# [Stored items from a collection]

<<<<

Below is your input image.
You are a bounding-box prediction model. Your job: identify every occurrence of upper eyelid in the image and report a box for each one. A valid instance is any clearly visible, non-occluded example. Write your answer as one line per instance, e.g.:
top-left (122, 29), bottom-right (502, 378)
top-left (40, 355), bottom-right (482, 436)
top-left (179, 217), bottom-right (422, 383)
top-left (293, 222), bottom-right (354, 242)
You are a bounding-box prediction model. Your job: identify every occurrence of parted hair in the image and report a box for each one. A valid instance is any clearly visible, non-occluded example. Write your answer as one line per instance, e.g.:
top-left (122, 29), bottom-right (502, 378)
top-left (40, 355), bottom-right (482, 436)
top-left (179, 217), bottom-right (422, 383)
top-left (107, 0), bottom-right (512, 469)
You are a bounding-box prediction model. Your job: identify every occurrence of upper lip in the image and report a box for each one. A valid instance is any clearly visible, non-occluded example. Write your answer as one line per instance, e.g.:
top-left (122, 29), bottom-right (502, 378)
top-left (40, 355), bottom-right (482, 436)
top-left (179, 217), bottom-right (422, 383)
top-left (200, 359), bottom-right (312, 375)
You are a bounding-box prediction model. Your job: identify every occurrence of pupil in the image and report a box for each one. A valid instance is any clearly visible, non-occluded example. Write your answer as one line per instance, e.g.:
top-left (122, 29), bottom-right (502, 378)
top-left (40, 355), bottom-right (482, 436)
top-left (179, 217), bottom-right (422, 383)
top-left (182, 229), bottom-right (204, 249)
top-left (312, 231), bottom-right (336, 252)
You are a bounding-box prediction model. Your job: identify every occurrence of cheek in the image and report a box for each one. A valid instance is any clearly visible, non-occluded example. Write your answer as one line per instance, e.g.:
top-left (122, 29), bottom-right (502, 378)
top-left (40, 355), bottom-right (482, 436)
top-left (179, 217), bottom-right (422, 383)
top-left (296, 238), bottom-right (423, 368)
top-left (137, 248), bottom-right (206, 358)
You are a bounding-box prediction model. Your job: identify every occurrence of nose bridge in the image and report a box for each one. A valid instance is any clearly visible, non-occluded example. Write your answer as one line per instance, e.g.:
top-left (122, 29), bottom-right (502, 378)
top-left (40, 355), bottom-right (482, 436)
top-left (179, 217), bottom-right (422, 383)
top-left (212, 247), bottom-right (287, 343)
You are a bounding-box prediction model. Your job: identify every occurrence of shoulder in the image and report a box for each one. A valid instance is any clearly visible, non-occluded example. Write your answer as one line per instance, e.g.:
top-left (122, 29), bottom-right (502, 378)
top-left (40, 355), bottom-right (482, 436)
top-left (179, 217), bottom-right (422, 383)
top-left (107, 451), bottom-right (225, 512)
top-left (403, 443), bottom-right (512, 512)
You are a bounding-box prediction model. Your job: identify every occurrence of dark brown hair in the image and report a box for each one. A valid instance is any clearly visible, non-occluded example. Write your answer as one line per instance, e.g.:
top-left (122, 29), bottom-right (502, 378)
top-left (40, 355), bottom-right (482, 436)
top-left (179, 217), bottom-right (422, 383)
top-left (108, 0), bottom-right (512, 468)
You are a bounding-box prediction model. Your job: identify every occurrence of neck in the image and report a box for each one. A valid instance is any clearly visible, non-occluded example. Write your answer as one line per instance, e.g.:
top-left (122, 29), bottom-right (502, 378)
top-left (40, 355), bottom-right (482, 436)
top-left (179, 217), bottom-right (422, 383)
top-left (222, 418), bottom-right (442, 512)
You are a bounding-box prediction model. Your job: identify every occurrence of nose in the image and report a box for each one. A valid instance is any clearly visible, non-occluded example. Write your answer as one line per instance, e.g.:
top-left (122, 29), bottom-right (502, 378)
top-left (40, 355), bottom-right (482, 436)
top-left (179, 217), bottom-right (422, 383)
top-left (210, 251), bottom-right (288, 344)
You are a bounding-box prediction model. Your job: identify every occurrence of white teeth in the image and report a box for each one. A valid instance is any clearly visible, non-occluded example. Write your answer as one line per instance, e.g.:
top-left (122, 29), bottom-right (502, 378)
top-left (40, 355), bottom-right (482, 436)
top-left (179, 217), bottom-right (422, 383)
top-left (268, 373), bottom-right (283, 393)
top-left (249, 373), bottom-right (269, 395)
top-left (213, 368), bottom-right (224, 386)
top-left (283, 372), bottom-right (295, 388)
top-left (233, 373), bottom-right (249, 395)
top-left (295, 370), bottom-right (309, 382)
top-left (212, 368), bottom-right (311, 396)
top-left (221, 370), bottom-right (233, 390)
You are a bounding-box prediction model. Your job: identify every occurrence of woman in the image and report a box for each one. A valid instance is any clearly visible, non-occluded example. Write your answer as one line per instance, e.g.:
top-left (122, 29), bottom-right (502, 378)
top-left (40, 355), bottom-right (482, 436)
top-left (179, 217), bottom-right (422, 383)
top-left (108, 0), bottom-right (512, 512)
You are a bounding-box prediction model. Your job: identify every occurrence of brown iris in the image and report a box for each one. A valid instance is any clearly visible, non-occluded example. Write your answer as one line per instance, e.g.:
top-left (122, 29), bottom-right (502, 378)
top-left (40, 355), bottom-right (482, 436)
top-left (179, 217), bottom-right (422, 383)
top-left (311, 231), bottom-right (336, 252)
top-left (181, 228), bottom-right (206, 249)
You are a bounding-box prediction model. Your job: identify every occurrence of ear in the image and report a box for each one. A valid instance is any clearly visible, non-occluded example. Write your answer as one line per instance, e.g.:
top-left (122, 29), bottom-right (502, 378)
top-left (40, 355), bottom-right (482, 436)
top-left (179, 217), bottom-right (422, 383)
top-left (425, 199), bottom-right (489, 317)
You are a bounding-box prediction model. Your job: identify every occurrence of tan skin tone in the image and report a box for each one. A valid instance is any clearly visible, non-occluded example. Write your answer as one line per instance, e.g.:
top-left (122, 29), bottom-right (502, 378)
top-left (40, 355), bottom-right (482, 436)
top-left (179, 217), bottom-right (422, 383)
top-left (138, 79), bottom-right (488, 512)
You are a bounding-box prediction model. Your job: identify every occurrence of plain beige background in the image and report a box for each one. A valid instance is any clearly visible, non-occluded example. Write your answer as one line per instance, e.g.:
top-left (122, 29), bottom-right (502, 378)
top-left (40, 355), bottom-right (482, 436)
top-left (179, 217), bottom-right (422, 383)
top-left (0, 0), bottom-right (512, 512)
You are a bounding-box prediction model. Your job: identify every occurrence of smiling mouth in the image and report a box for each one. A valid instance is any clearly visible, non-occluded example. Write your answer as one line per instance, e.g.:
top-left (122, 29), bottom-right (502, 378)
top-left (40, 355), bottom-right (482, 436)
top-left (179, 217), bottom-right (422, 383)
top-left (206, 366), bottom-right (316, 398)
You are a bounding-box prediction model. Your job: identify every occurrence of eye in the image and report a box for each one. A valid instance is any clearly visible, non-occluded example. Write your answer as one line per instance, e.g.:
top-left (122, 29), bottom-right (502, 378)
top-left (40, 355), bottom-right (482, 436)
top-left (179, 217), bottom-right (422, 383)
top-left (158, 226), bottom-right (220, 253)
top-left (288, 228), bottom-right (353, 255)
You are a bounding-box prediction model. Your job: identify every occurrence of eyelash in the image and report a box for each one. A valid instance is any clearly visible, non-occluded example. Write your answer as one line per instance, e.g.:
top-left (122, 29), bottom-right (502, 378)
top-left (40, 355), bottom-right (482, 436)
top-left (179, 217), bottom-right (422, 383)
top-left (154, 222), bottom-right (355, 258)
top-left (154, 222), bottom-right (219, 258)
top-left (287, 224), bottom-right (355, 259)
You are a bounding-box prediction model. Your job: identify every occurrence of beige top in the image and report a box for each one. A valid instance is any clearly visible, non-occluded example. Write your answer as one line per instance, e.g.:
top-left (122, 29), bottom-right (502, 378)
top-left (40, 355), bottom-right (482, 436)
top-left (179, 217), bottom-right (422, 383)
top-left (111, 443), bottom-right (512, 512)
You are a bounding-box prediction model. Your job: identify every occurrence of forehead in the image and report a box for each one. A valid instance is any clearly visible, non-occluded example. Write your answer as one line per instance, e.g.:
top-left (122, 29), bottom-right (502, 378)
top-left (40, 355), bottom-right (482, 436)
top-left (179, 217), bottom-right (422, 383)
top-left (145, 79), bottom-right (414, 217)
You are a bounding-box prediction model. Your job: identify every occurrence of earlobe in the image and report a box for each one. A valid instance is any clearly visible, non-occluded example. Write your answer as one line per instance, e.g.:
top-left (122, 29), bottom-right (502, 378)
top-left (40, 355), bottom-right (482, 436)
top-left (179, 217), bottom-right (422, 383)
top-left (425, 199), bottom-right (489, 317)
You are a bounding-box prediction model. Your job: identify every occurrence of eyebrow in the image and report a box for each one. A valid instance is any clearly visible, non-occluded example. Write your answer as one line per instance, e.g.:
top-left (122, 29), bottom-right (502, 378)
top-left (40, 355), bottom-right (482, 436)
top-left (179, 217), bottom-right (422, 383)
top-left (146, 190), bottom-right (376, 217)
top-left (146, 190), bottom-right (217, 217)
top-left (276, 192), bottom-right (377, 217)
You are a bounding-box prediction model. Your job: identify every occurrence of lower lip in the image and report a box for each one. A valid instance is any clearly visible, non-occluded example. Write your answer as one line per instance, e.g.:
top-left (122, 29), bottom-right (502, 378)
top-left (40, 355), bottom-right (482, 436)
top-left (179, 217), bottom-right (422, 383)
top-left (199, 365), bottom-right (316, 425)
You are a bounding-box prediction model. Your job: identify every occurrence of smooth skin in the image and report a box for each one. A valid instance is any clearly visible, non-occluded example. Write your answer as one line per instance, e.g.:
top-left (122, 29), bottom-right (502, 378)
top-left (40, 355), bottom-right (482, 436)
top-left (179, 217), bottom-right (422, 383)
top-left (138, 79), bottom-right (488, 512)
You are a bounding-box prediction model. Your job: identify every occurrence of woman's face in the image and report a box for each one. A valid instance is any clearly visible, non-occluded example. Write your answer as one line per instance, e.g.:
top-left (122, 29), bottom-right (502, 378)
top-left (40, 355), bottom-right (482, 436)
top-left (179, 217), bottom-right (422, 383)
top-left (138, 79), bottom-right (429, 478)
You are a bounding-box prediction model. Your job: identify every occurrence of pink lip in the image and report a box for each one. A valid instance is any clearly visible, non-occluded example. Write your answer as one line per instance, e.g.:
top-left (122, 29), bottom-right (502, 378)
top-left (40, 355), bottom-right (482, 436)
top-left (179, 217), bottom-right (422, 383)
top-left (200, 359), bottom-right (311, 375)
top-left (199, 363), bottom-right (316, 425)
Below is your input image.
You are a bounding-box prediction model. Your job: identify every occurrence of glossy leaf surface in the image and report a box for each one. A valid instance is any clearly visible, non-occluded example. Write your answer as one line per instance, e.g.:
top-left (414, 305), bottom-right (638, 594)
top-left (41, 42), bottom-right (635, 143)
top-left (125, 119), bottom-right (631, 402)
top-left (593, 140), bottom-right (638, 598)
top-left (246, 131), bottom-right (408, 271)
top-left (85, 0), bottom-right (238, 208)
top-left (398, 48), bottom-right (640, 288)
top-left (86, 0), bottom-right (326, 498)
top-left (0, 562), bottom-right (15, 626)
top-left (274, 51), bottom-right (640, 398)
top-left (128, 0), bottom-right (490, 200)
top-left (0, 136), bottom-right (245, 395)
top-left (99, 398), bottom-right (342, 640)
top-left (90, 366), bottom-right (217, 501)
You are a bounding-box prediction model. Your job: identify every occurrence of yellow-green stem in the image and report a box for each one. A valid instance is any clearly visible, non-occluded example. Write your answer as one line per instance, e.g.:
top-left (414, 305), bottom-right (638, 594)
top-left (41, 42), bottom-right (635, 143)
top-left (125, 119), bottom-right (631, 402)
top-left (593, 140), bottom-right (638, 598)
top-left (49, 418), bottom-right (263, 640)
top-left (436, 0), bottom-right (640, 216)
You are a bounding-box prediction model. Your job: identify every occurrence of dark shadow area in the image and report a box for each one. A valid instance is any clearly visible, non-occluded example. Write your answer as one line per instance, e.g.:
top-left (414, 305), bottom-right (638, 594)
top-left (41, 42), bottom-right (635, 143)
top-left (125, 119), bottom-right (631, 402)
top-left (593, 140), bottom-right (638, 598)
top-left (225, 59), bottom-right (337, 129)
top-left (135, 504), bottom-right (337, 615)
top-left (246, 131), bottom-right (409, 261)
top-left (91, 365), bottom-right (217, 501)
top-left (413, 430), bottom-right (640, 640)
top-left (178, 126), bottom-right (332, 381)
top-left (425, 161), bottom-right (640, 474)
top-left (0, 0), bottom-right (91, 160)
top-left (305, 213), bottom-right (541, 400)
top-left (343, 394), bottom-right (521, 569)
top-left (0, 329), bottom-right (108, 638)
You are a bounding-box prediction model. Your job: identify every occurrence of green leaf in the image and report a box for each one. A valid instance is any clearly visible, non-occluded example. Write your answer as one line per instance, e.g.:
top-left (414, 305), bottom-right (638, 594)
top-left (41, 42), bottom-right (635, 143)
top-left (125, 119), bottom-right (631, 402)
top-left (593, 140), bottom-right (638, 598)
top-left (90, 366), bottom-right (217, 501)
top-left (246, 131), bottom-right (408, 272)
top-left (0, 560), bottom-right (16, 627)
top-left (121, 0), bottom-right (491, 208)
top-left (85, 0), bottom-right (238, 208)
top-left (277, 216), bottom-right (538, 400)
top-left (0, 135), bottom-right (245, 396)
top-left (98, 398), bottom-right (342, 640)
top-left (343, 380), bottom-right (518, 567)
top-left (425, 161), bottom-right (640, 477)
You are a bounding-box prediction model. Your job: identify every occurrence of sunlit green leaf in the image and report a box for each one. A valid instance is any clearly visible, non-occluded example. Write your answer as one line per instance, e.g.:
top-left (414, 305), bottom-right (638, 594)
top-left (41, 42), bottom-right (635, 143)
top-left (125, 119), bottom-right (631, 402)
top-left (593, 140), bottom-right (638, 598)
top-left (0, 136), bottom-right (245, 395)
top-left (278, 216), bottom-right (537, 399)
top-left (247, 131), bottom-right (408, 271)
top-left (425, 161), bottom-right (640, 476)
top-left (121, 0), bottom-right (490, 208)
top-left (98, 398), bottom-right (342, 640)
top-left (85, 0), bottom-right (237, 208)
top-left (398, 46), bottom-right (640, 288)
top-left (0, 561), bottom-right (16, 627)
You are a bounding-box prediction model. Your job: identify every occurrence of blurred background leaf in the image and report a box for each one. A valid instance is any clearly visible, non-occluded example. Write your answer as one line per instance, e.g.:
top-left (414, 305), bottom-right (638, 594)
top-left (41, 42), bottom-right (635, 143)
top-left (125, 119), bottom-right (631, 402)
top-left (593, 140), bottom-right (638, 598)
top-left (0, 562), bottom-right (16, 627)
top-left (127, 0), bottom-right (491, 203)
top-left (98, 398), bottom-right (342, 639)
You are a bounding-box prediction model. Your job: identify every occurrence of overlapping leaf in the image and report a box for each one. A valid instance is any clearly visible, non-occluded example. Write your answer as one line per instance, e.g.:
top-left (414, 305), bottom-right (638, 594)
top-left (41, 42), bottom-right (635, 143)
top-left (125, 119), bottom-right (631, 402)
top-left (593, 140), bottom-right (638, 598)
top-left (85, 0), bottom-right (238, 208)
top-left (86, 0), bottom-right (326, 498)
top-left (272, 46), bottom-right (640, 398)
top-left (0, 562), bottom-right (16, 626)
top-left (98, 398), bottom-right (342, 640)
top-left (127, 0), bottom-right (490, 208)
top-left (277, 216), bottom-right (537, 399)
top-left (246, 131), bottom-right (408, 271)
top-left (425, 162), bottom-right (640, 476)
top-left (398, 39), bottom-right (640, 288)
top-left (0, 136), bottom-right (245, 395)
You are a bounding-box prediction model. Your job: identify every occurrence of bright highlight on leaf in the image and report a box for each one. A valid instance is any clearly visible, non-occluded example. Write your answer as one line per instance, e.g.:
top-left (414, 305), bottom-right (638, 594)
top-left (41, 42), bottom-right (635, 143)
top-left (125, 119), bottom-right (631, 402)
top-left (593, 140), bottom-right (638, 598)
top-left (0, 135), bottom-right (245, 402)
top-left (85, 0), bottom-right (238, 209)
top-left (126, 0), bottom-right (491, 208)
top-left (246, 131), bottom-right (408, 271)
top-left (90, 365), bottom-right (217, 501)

>>>>

# [The task]
Reproduce everything from the line containing "occurrence of sunlit" down to the line containing "top-left (0, 561), bottom-right (16, 627)", both lines included, and nothing else. Keep the request text and its sample boxes unchanged, but scale every box coordinate in the answers by 0.8 and round each result to a whole number, rounding halves up.

# [Written answer]
You are a bounding-box prediction model. Your job: identify every occurrence of sunlit green leaf in the image and report a box for each one. A valid instance is any clearly visible, non-occluded example. Write your answer as one line per instance, e.g.:
top-left (414, 305), bottom-right (638, 594)
top-left (41, 42), bottom-right (635, 143)
top-left (125, 119), bottom-right (631, 402)
top-left (593, 140), bottom-right (638, 598)
top-left (0, 109), bottom-right (196, 316)
top-left (222, 173), bottom-right (430, 319)
top-left (198, 105), bottom-right (326, 217)
top-left (340, 129), bottom-right (512, 381)
top-left (97, 0), bottom-right (392, 166)
top-left (78, 318), bottom-right (274, 512)
top-left (68, 0), bottom-right (190, 166)
top-left (318, 37), bottom-right (512, 230)
top-left (0, 449), bottom-right (13, 502)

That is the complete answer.